* Dataset entries *
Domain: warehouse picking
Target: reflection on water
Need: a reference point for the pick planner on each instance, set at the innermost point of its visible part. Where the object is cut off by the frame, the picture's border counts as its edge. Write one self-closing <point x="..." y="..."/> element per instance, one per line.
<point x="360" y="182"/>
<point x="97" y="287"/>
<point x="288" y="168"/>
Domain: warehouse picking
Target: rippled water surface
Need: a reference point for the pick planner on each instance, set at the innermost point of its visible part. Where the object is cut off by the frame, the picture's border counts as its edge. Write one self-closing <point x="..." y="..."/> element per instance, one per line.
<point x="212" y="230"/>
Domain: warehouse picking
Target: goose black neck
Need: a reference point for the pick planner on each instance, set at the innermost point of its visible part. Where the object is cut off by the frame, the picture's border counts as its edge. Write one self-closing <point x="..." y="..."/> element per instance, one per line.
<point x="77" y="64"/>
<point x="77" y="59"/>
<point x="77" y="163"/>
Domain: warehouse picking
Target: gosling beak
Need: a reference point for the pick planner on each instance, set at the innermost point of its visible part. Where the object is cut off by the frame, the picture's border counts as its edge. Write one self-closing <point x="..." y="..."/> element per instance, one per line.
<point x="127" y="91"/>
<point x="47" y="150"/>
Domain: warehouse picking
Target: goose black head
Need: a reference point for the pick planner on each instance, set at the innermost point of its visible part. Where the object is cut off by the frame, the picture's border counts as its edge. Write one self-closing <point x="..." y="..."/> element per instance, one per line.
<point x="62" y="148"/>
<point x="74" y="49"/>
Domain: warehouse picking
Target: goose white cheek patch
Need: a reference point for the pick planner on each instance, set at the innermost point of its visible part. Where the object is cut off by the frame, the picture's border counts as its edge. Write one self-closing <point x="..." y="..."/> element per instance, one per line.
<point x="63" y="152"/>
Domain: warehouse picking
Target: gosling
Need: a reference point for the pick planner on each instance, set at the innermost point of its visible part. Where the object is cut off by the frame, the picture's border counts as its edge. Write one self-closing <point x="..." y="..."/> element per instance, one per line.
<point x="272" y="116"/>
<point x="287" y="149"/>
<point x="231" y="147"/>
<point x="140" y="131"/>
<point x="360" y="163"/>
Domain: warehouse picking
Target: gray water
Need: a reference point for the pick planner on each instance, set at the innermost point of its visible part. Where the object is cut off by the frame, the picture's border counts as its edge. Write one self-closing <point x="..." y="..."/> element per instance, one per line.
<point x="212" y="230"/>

* Challenge *
Which lines of the data above contain the word "gosling"? Show each one in full, and treat uppercase and lowercase as different.

* Task answer *
Target: gosling beak
Target: gosling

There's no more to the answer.